◆ Assignment
For the copy, please give all of the data again exactly and leave the pictures out.

_ _ _ _

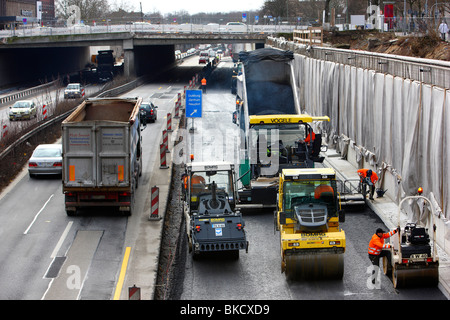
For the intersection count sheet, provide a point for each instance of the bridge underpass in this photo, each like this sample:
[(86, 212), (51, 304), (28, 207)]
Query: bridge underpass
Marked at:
[(28, 59)]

_ _ _ _

◆ Task output
For the intersection count sheet, provide a point for each instance of the bridge underpass in this photo, each like this sample:
[(86, 212), (51, 304), (28, 207)]
Query: bridge underpass
Marked at:
[(28, 59)]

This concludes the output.